Task statement:
Count the lines below that contain the string "leaf", treating uppercase and lowercase letters as different, and reply with the number alone.
==========
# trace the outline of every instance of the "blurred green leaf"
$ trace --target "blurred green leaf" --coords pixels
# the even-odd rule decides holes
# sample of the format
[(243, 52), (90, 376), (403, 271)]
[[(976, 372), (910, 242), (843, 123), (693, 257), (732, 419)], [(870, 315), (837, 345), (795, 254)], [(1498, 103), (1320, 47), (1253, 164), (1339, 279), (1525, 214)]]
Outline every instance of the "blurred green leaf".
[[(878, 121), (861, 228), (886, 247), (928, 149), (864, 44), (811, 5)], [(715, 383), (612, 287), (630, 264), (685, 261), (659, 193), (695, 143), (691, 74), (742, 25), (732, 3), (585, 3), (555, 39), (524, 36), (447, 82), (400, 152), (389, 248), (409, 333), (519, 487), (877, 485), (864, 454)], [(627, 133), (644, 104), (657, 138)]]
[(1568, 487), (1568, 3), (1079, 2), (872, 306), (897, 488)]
==========
Result:
3